### GOAL:
Extract every line of the records below that contains the string "dark". The match is case-sensitive.

### RECORDS FOR PROCESSING:
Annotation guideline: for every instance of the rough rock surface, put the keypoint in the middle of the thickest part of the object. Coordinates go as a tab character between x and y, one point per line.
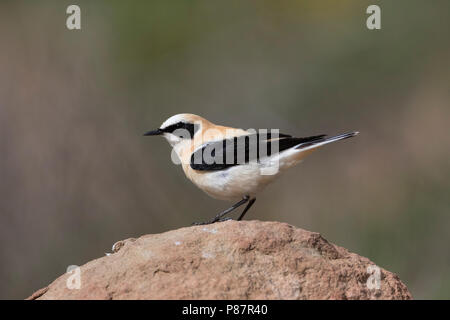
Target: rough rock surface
228	260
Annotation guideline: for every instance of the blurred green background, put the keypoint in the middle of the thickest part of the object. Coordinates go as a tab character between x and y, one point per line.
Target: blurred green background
76	174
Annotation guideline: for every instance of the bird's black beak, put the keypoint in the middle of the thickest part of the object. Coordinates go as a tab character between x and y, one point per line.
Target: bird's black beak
156	132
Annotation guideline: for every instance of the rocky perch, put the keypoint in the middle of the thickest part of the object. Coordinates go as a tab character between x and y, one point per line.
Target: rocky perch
229	260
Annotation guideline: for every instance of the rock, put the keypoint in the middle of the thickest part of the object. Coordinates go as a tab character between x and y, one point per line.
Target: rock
229	260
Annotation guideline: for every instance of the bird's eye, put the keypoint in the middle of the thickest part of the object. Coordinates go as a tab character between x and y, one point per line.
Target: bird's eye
182	130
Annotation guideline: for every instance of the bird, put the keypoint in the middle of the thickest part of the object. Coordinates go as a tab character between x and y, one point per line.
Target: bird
234	164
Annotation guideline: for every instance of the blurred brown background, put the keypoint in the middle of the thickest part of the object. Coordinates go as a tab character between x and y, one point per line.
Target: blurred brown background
76	174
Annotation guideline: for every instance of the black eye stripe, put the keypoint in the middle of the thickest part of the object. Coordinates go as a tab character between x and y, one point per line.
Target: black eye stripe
190	127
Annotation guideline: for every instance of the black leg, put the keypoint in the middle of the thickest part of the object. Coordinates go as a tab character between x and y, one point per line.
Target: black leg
220	215
249	204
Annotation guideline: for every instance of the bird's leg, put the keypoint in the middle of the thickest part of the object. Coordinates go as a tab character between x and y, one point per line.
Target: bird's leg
249	204
220	215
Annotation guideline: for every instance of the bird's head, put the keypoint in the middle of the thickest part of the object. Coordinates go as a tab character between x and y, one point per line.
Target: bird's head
179	128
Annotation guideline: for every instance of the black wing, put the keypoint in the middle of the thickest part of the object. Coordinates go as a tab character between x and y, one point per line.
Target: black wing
223	154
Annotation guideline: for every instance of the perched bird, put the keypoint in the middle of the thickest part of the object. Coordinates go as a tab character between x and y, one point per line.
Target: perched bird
234	164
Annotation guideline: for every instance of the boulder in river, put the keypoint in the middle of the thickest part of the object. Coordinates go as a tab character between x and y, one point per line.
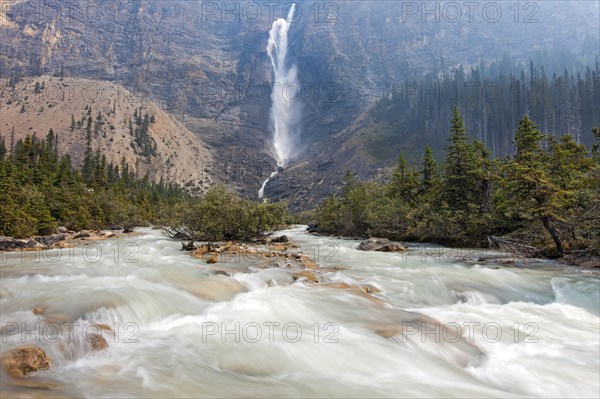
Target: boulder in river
281	239
24	360
39	310
310	276
11	244
188	246
380	245
199	252
97	341
211	259
49	241
81	235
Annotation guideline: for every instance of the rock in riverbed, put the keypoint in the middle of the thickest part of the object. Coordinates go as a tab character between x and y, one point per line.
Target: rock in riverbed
21	361
380	245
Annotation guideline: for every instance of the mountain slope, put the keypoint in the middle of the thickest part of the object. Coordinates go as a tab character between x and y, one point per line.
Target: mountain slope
172	151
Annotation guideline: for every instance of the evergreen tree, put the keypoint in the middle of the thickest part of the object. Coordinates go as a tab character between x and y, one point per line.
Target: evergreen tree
529	183
429	171
404	183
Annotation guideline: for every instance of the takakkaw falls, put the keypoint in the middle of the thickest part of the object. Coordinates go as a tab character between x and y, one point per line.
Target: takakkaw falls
285	111
255	199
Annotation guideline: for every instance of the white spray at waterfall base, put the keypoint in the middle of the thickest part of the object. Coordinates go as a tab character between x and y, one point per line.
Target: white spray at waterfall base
285	107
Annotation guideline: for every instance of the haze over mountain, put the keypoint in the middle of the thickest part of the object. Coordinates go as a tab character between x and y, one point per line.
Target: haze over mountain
206	64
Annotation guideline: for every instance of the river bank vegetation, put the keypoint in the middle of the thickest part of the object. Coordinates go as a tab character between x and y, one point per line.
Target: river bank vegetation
41	190
546	195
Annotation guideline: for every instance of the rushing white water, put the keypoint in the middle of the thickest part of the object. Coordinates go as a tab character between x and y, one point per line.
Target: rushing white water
261	192
524	332
285	108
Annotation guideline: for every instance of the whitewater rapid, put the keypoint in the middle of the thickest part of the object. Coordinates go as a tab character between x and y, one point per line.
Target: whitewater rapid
184	331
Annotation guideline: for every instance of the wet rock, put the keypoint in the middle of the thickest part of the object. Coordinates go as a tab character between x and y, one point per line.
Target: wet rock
49	241
313	227
278	247
215	288
188	246
97	341
199	252
281	239
307	275
212	259
20	362
380	245
231	247
103	326
39	310
309	263
11	244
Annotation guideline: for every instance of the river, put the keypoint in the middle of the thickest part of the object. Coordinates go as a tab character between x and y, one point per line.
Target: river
181	331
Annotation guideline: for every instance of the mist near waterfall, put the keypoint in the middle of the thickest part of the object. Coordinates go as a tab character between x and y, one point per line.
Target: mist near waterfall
286	108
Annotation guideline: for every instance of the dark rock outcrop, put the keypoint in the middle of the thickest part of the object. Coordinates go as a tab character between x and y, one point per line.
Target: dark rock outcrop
380	245
22	361
189	246
49	241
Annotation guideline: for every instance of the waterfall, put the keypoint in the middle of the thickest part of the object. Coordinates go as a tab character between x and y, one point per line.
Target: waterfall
285	111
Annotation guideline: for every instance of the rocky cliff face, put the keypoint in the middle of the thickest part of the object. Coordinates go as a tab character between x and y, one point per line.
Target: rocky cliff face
36	105
206	63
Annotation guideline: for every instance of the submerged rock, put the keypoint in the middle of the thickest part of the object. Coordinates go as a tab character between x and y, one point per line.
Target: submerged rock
189	246
39	310
380	245
11	244
20	362
81	235
305	274
199	252
212	260
97	341
49	241
281	239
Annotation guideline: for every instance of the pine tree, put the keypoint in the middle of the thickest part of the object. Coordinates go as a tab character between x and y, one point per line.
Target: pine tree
404	182
462	168
429	171
529	183
2	149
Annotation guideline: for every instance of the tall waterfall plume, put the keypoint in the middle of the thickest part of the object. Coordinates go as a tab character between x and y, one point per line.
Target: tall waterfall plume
285	108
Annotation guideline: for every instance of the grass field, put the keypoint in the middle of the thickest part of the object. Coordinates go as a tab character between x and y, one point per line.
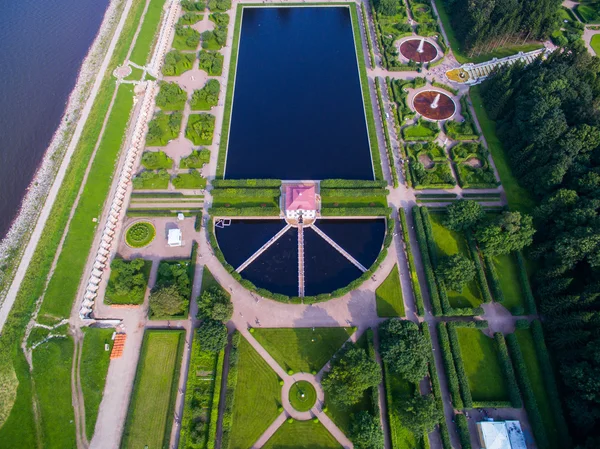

### OUTPUT OF THE EXERCISE:
Annotation guideline: for every instance of the dark rock outcrop, put the keypoint in the middle of the thickest part of the object. Coordinates go as a tab character between x and y, one point per line.
Target: dark rock outcrop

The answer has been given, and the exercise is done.